Written task – Continue the article about the comeback of the men's suit, picking up right after its last sentence.

Page –

----

Jon Hamm wears a perfectly good suit in 2017, yet the fit, as well as the tie, pocket square and shoes look dated in 2019
But the suit nonetheless survived and it hasn’t just been the spin of the fashion cycle that has seen its return to favour. Instead, isn’t it possible that men have missed that touch of formality, and, perhaps the very masculine codes that the suit embodies? Now, we wear suits outside of work, to socialise in. We choose to wear them, rather than be told to.
This, of course, hasn’t meant that they’ve donned their pinstripe suits for the pub.
“We’ve already seen bolder, stand-out pieces come through in shirting, for example, driven by this desire for individuality, and now the same is happening in tailoring, especially for when we want to make more of a statement, or for a special event,” says Alex Field, menswear design director for Reiss.
“It’s suiting but of the kind you’d wear anything but a shirt and tie with. It’s a super modern, even futuristic kind of suiting you can show your personality through, rather than being a uniform.”

----

Given records –
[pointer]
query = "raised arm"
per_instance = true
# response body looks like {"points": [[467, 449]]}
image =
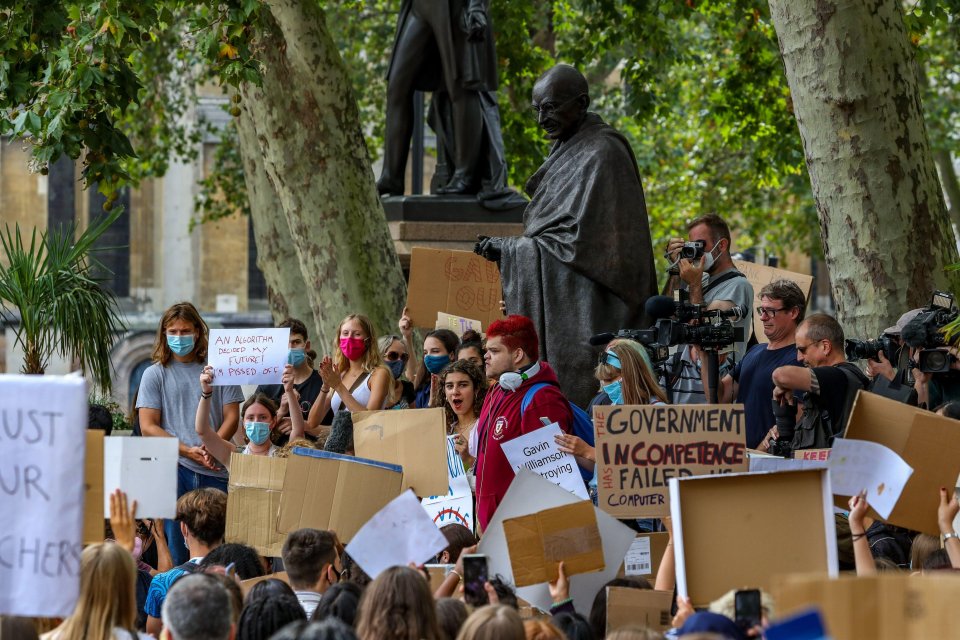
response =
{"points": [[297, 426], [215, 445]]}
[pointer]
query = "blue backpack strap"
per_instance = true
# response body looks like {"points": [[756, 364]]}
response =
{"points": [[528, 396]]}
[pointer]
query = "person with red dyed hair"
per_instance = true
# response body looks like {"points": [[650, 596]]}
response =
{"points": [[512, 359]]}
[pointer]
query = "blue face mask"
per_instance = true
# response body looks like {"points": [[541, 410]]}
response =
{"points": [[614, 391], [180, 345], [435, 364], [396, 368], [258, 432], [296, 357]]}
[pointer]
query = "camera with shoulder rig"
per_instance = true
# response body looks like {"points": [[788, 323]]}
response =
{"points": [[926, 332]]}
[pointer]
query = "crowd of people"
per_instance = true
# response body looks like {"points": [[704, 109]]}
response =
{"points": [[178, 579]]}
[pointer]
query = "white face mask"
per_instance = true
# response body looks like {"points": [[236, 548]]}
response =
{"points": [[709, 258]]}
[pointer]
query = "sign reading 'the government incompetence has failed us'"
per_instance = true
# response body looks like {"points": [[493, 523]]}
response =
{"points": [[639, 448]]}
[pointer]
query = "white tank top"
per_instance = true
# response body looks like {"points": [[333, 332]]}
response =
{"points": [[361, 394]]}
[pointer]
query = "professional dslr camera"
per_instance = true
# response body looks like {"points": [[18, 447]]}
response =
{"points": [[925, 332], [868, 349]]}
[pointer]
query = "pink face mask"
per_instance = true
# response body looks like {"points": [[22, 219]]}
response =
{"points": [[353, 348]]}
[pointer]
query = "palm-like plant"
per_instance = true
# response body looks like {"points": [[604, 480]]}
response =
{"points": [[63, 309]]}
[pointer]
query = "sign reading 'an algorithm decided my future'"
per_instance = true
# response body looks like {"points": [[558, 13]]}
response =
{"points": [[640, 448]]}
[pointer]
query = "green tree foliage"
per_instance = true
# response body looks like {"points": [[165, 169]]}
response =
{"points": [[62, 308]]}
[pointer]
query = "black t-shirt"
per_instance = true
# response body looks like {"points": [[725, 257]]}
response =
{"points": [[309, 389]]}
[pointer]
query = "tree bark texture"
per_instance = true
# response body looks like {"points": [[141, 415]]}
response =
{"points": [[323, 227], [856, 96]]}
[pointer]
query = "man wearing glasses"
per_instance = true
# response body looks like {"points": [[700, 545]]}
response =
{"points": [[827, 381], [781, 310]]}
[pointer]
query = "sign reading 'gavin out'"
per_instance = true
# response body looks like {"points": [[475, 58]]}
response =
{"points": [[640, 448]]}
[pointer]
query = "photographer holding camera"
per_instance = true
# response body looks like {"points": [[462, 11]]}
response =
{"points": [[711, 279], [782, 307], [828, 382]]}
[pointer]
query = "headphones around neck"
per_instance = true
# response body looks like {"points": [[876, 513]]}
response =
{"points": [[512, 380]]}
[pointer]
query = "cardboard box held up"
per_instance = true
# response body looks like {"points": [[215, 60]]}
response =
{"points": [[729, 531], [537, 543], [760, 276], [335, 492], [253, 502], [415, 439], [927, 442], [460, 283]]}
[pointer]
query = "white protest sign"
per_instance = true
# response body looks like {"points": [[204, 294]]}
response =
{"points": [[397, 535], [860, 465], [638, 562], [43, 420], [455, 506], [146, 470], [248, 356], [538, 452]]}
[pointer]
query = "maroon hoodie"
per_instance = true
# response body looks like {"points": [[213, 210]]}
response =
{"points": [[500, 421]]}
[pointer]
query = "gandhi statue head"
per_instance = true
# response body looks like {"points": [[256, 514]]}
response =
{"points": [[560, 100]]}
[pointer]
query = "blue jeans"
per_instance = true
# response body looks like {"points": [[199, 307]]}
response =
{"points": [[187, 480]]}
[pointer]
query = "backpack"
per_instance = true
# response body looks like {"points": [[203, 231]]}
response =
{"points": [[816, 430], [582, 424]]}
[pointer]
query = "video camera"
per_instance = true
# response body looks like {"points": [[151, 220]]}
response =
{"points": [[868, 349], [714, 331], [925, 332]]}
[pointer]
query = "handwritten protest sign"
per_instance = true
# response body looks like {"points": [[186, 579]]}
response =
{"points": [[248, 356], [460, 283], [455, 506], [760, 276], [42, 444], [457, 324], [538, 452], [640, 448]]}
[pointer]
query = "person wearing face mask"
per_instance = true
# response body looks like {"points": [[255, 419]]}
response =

----

The result –
If the suit was once a garment that brought anonymity and closed down self-expression, now it’s the opposite. You stand out in a suit. How much depends onhow far you want to push its design, but the diverse likes of Celine, AMI, Dior, Paul Smith and Raf Simons offer up new fits, billowing trousers, plus materials and colours that Don Draper would cross the street to avoid. In an unexpected reversal of the norms, even streetwear brand Supreme offered a suit last year, in shades of peach or leaf green.
“Look to the runways and you’re seeing suits again but this time they’re looser, more fluid,” says Harrison. “It’s as though cycles in clothing have opened up a new middle ground for those who don’t want the high-tech or logos of sportswear, but don’t want the stiffness that tailoring implies either.”
The New Suit: What Is It?
What might be called the basic blueprint for the suit remains: a jacket with matching trousers; a defined shoulder, a more or less structured chest, lapels. But beyond that formula, there’s a new time of experimentation – in terms of the suit’s use of colour, pattern, to some extent even cut. It’s moving away from that tightly-fitted and crop-trousered Italianate dandy styling and towards something more louche and creative. It’s about retaining shape and definition but not at the expense of ease or comfort.
Look up-close and fabrics are likely to be much more distinctive than the cloths used in more traditional tailoring. They may have been heavily washed or sanded, or garment-dyed; blends – weaving linen or silk into wool, for example – give a more textural and gently creased garment; even some crumpling is now welcome. In fit and form these are the kind of suits to make an old-school tailor wince.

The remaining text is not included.